### Exercise material
┄┄┄┄┄┄┄┄┄┄

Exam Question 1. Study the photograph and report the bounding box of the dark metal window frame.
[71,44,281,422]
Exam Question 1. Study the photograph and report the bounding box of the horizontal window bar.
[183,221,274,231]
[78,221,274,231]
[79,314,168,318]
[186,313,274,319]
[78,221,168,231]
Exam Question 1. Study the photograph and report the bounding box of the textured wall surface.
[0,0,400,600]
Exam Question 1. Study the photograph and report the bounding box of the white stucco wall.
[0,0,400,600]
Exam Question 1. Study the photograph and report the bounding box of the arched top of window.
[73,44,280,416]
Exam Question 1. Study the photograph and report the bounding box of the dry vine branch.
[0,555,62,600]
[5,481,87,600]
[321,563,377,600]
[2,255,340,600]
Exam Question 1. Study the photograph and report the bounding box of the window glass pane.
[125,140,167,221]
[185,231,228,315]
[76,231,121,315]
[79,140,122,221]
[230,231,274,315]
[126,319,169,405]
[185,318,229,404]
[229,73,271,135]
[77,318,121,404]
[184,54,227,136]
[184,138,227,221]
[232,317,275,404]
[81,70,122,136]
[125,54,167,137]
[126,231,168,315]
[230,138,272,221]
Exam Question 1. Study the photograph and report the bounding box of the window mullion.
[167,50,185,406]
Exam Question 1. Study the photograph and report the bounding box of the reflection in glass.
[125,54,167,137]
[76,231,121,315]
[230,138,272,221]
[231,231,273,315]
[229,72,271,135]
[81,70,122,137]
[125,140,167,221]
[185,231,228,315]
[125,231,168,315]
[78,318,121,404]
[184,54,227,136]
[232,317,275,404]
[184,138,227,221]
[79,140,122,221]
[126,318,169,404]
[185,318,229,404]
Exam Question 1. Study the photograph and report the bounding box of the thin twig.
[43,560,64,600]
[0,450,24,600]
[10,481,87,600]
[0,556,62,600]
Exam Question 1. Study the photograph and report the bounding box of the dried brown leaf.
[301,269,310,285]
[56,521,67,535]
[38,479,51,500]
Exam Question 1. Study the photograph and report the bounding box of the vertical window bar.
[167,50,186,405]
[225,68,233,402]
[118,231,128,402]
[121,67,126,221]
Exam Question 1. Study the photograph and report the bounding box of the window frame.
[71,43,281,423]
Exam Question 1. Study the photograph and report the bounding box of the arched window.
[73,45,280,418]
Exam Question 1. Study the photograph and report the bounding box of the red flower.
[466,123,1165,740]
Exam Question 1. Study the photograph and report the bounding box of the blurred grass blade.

┄┄┄┄┄┄┄┄┄┄

### Goal
Render all of the items above as a numbered list, leaving out any blank lines.

### Solution for this exercise
1. Exam Question 1. Study the photograph and report the bounding box of the dark metal window frame.
2. [71,44,281,422]
3. Exam Question 1. Study the photograph and report the bounding box of the horizontal window bar.
4. [183,221,274,231]
5. [78,221,274,231]
6. [79,314,168,318]
7. [186,313,274,319]
8. [78,221,168,231]
9. Exam Question 1. Study the photograph and report the bounding box of the textured wall surface.
10. [0,0,400,600]
11. Exam Question 1. Study the photograph and report the bounding box of the white stucco wall.
12. [0,0,400,600]
13. Exam Question 1. Study the photograph and report the bounding box of the arched top of window.
14. [73,44,280,416]
15. Exam Question 1. Study the photograph and report the bounding box of the dry vine branch.
16. [0,555,62,600]
17. [5,481,87,600]
18. [321,563,377,600]
19. [2,255,340,600]
20. Exam Question 1. Study the photograph and report the bounding box of the window glass pane.
21. [125,140,167,221]
22. [185,231,228,315]
23. [76,231,121,315]
24. [79,140,122,221]
25. [230,231,274,315]
26. [126,319,169,405]
27. [185,318,229,404]
28. [229,73,271,135]
29. [77,318,121,404]
30. [184,54,227,136]
31. [184,138,227,221]
32. [232,317,275,404]
33. [81,70,122,136]
34. [125,54,167,137]
35. [126,231,168,315]
36. [230,138,272,221]
37. Exam Question 1. Study the photograph and report the bounding box of the window mullion.
38. [167,50,185,406]
39. Exam Question 1. Study the photograph and report the bounding box of the reflection in glass.
40. [125,54,167,137]
41. [76,231,121,315]
42. [230,138,272,221]
43. [231,231,273,315]
44. [229,72,271,135]
45. [81,70,122,137]
46. [125,140,167,221]
47. [185,231,228,315]
48. [125,231,168,315]
49. [78,318,121,404]
50. [184,54,227,136]
51. [232,317,275,404]
52. [184,138,227,221]
53. [79,140,122,221]
54. [126,318,169,404]
55. [185,318,229,404]
56. Exam Question 1. Study the photograph and report the bounding box of the thin twig.
57. [43,560,64,600]
58. [0,450,24,600]
59. [10,481,87,600]
60. [0,556,62,600]
61. Exam Question 1. Study the photograph and report the bounding box of the dried brown leaf.
62. [301,269,310,285]
63. [56,521,67,535]
64. [38,479,51,500]
65. Exam Question 1. Study the photograph and report the bounding box of the vertical window bar.
66. [167,50,186,405]
67. [225,68,233,402]
68. [118,231,128,402]
69. [121,67,126,221]
70. Exam Question 1. Study the photograph and report the bounding box of the window frame.
71. [71,43,281,423]
72. Exam Question 1. Study the photograph and report the bounding box of the arched window.
73. [73,45,280,418]
74. Exam Question 1. Study the photograph and report the bounding box of the red flower.
75. [466,123,1165,740]
76. Exam Question 1. Study the photograph and report the bounding box of the blurred grass blade.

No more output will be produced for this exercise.